## Document section
BEGIN

My mother grew up with an abusive mother who favored her youngest daughter. The other seven siblings all knew it, but it was especially apparent amongst the four girls. The youngest girl was my aunt Jeanette. Growing up I’d hear stories about how my aunt Jeanette wasn’t punished as often or as badly as the other kids and how my mother had to give Jeanette her car when she moved out, even though she and her twin sister had paid for it themselves.

My grandmother’s favoritism towards one sibling created family resentment and jealousy. It affected how the rest of the siblings got along.  They learned to be competitive and suspicious with each other. It reminds me of the story of Joseph in the Bible. He was so heavily favored by the father that all his brothers turned on him and left him for dead. But in the end, Joseph sees them again and forgives them.

I wonder if forgiveness can stop the cycle of dysfunction. My mother was abused, and she became abusive. She and most her siblings had mental problems or substance abuse issues. I don’t know much about my maternal grandmother’s background, but I suspect she too was abused. Maybe one of her parents was also partial to one of her siblings. Is this when the die was cast, or was it even earlier?

Did my mother ever forgive her mother and father for the horrific abuse she endured as a child? I don’t know, because she seldom spoke about what happened to her. When she did mention her mother, it was often in contradictory terms. (She rarely mentioned her father at all, as her mother was the dominant figure.)

One day my mother would say—usually when she was angry—something like, “If I behaved the way you have, my mother would hit me with a cast-iron skillet or throw something at me.” Another time she’d call her mother a saint and say how much she missed her.

END

## List of tasks
1. In one to three sentences, explain why, according to the text on family favoritism, the writer's mother rarely mentioned her father.
2. Please extend the text on family favoritism, picking up after its final sentence.
The records have no connection to the text on family favoritism.

[Data excerpts]
BEGIN

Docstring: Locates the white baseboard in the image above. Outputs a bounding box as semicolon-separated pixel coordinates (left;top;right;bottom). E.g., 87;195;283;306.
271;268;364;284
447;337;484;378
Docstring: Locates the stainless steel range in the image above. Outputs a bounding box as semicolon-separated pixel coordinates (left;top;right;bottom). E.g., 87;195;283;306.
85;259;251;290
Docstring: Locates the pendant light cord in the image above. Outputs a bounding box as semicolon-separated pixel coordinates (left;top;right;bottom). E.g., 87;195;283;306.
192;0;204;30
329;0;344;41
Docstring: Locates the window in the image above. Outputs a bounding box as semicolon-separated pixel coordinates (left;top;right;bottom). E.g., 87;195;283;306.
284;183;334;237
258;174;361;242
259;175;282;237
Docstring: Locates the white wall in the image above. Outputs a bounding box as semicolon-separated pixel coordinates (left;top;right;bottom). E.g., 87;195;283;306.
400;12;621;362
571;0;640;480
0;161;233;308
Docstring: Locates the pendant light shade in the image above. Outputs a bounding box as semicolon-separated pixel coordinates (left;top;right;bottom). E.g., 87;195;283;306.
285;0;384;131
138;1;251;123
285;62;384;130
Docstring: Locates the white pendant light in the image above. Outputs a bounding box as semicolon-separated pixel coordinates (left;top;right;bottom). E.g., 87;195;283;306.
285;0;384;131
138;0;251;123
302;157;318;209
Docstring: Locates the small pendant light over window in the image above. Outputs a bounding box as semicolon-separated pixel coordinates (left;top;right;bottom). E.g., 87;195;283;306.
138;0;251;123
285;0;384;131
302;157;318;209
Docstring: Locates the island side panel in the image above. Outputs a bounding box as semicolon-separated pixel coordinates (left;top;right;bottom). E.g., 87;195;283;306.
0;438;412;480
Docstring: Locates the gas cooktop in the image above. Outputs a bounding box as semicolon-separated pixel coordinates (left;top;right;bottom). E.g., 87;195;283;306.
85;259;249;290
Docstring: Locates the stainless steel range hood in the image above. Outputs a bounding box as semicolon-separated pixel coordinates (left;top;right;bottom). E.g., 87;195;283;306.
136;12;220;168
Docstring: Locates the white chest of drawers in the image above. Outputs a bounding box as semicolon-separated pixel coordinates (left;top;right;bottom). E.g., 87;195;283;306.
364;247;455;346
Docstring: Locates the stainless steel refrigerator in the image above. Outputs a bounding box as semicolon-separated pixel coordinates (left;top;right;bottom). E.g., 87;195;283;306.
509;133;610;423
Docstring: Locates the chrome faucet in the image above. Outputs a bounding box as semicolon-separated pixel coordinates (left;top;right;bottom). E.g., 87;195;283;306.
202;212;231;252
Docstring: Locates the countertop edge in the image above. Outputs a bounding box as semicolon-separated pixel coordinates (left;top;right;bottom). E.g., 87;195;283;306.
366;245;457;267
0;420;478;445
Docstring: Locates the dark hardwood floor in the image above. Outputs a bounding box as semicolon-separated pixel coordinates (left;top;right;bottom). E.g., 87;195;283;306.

END

## Task results
1. She rarely mentioned her father because her mother was the dominant figure.

2.
I got this confusing picture of my grandmother as demonic and angelic. How could she be both? Which one was true? As I aged, I began to understand. I realized my grandmother treated her children badly much of the time. Those were painful, traumatic memories that my mother did her best to suppress.  But occasionally something would slip out. She’d state a fact about her childhood, and then she probably felt guilty. She was taught to be obedient and submissive to her parents. She was not allowed to speak for herself or even protect herself. Such behavior was disrespectful and subject to extreme punishment.

My sisters and I were also never allowed to say anything negative about my grandmother. She was a dark figure my mother had cast in bright light. My mother was taught that her mother’s status as the family matriarch was more important than anything else. My grandmother was allowed to be abusive but still respected, even revered.  And this is also what my sisters and I were taught about our mother. The family roles were cast in stone. The mother was at the top, the father a few steps below and the children at the bottom.

When I think about my childhood, I feel sad that my sisters and I couldn’t bond over our shared experience. Instead of coming together in solidarity, we’ve splintered. My oldest sister died many years ago, depressed, lonely and imbued with pain. My middle sister and I live in different states and different worlds.

A thought about my sister runs through my brain repeatedly: if she and I could truly forgive each other, could we finally find peace?  Could we release the toxic false assumptions and bad impressions we’ve made of each other over our lifetimes? Maybe if we acknowledged that these were formed from trauma, we could let them go. We learned some techniques that helped us survive then, but we don’t need them now.

Forgiving each other is the first step. Another one is discarding the family roles that keep us trapped in dysfunction. She was the big sister who took care of me. I was the little sister who needed help. When we were children, we needed those roles to stay safe. We do not need them now. They are chains to a dark past.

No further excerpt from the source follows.